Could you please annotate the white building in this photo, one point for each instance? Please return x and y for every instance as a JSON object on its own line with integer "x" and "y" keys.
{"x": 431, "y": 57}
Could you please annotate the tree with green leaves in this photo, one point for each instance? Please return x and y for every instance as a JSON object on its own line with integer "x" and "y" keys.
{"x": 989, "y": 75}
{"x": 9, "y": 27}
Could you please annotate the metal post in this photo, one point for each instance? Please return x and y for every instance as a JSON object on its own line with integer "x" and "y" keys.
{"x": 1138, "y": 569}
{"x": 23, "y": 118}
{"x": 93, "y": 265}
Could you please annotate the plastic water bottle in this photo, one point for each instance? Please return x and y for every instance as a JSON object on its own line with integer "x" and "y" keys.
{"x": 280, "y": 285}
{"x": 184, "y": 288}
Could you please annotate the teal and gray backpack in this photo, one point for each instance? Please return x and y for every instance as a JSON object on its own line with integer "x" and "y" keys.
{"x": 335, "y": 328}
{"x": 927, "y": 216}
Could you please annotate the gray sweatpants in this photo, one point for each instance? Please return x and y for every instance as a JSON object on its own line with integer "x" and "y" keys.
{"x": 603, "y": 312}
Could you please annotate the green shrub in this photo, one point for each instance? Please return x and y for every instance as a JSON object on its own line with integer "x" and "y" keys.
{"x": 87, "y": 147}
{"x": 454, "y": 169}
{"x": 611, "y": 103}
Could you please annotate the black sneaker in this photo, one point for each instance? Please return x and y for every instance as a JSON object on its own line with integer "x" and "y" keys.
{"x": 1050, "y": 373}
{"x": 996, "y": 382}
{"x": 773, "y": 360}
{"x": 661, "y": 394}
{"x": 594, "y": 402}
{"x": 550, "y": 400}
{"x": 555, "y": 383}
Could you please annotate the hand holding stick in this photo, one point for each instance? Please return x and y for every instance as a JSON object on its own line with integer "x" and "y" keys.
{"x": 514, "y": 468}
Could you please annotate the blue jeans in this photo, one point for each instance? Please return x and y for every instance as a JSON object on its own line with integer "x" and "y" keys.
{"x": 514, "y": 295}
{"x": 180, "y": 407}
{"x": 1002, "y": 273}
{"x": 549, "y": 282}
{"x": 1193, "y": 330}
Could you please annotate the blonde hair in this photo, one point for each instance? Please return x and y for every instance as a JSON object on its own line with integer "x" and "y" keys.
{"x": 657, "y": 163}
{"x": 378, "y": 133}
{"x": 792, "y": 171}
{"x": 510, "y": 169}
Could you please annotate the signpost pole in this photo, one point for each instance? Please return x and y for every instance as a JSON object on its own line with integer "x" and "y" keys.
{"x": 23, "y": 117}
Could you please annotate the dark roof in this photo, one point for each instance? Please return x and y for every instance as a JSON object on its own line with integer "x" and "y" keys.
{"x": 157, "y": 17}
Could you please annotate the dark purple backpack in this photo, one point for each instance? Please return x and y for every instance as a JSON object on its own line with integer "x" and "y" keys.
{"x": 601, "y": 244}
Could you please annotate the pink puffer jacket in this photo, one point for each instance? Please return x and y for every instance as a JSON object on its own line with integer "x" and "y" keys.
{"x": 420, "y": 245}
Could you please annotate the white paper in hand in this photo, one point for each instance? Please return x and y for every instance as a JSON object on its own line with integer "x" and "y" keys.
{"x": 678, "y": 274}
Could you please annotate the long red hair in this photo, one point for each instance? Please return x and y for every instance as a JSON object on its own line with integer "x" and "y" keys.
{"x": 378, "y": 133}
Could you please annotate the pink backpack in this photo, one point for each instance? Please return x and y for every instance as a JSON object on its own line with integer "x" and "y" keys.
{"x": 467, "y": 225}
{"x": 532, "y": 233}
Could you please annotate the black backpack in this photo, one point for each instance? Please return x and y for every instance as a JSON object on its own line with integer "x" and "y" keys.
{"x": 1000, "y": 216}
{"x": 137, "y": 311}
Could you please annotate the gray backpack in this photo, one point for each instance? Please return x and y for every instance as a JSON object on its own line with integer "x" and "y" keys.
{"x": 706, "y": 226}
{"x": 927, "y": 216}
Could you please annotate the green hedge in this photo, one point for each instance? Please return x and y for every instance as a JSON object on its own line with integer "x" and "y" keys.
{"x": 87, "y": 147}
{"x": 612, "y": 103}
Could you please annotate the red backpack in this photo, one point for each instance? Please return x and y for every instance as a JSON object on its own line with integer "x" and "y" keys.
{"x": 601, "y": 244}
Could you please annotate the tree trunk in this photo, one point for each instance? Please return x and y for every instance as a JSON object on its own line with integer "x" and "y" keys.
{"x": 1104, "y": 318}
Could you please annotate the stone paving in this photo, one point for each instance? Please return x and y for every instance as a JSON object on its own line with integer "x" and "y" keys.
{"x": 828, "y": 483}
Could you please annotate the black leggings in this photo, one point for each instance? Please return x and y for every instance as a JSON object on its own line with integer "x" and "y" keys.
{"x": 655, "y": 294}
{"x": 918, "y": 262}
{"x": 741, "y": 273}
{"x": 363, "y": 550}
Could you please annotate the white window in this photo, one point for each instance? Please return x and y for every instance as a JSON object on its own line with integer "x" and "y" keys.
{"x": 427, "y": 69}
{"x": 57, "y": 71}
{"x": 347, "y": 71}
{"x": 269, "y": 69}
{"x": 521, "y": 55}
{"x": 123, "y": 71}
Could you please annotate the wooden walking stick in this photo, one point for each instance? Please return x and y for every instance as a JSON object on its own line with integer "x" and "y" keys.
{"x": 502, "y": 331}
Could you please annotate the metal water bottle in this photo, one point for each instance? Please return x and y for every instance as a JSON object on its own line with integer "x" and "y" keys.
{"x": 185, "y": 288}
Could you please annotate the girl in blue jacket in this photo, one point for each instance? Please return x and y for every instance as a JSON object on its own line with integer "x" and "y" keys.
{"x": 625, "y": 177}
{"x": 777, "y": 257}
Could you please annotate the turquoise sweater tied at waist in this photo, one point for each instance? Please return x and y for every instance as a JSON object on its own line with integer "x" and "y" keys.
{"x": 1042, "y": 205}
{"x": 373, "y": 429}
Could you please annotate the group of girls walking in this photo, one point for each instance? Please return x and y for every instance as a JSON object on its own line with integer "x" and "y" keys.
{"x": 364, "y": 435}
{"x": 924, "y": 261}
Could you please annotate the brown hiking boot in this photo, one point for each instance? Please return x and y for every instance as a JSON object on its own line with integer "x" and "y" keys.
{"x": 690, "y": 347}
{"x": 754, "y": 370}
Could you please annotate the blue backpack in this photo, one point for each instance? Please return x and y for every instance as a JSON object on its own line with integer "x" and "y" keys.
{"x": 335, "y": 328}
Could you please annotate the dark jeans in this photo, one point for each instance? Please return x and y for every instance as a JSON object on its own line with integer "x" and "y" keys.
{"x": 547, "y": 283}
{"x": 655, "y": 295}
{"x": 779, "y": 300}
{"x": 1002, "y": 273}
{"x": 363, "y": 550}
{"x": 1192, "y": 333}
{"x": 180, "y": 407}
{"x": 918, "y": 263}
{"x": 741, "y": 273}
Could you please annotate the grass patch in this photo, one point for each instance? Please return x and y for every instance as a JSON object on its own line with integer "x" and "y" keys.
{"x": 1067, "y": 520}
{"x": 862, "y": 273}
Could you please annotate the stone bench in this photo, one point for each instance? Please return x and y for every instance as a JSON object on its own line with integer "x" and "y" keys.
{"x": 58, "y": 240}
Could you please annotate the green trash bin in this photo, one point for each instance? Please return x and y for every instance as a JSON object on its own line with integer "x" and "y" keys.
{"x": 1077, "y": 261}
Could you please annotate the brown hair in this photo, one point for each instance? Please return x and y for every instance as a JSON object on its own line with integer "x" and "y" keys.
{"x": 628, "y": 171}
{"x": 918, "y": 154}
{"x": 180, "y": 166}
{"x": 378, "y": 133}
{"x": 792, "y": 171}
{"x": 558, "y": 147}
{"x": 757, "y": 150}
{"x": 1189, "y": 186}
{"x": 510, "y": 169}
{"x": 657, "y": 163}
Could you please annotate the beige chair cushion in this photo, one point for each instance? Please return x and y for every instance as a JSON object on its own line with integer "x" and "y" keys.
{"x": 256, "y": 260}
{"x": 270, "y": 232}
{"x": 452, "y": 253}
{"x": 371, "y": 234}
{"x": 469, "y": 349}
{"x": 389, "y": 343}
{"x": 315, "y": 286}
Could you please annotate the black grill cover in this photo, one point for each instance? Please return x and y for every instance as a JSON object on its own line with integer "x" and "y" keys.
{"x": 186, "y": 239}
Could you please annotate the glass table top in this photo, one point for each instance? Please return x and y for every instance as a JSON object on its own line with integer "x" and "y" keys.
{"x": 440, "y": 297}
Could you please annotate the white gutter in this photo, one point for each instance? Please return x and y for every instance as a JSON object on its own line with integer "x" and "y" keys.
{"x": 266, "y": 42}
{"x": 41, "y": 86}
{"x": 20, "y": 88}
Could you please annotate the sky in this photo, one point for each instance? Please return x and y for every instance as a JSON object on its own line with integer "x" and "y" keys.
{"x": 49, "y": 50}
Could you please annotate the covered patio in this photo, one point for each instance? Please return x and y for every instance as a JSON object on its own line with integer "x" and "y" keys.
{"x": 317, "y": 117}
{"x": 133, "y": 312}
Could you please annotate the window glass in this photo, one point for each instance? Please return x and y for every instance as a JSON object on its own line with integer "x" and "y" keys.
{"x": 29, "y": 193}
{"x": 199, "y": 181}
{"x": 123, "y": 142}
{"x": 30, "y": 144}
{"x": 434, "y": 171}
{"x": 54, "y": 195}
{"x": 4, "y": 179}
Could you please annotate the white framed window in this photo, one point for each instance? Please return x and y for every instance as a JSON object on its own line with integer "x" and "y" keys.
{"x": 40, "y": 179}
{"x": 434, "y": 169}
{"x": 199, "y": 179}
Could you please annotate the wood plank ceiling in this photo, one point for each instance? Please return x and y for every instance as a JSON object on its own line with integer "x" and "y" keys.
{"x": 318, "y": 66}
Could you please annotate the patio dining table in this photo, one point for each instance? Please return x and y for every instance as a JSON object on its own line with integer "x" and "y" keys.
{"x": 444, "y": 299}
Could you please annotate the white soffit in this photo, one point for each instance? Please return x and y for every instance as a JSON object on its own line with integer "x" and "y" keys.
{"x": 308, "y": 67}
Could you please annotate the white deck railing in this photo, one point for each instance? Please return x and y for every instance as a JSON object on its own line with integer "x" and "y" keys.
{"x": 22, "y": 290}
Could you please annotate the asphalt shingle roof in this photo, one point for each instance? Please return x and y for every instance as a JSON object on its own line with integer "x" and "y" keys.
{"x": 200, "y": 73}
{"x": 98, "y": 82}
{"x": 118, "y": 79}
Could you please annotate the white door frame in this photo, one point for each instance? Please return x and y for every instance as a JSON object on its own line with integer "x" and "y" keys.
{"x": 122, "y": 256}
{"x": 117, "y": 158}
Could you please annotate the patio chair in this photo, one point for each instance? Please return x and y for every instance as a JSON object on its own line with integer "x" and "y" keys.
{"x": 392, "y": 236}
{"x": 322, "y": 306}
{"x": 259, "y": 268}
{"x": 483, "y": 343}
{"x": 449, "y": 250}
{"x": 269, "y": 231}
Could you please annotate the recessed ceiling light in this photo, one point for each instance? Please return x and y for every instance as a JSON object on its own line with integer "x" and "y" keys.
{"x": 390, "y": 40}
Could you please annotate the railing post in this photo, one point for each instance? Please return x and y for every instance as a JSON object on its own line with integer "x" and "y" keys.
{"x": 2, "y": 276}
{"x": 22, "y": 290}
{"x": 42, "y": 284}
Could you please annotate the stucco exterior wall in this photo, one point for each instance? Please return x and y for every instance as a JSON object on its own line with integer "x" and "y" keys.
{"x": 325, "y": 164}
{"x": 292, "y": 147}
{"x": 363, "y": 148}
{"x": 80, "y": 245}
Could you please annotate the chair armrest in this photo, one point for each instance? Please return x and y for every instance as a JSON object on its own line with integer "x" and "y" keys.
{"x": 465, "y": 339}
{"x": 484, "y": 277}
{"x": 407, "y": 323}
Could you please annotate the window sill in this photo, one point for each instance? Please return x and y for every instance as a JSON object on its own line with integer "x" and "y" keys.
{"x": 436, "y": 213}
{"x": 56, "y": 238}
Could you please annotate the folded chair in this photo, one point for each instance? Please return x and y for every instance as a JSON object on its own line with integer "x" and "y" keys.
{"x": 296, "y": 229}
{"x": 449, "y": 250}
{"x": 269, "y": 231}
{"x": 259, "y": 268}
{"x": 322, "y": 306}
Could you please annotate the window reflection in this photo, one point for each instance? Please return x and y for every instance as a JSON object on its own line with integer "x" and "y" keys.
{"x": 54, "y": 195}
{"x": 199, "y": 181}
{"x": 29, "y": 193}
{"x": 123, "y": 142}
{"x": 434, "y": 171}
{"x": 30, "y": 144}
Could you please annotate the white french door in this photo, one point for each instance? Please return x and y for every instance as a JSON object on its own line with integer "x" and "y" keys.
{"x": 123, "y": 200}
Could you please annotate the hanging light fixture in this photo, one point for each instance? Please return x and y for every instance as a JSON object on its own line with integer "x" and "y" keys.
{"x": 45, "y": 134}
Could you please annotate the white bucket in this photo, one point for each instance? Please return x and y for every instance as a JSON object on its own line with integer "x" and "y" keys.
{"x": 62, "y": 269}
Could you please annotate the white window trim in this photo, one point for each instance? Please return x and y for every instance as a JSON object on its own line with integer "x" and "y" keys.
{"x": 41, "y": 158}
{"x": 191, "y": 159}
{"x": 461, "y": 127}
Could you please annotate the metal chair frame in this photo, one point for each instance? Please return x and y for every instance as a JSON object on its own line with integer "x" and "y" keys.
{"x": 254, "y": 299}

Assigned task: Write out again exactly the lines that run from the one holding "Could you please annotate the window reflection" through the last line of the data; omit all other lines.

Problem solution:
Could you please annotate the window reflection in this photo, one point for each instance? Please return x and y for every instance as a JSON object on its own line with integer "x" and "y" keys.
{"x": 54, "y": 195}
{"x": 199, "y": 181}
{"x": 29, "y": 193}
{"x": 123, "y": 142}
{"x": 434, "y": 171}
{"x": 30, "y": 144}
Could you please annotate the white french door in this photo, one point for each instance? Please return x and y for every instance as a JSON object on its own line with integer "x" and "y" keys.
{"x": 123, "y": 200}
Could you please annotate the hanging light fixture in this photo, one point for each instance? Please return x and y for every instance as a JSON object on its own line with integer "x" and "y" keys.
{"x": 45, "y": 134}
Could you please annotate the white bucket in this photo, one point for each instance? Please return x and y for every instance as a JSON object on its own line with integer "x" and "y" keys.
{"x": 62, "y": 269}
Could you please annotate the white window trim in this photo, one point for each instance? Please return x and y for every instance as a JSON object on its own line with integer "x" and "y" keys.
{"x": 41, "y": 158}
{"x": 191, "y": 159}
{"x": 461, "y": 127}
Could you please annotate the metal chair frame in this photo, one point for each instance? Please return x and y for every instance as a JSON object on its own line with integer "x" and "y" keys.
{"x": 254, "y": 299}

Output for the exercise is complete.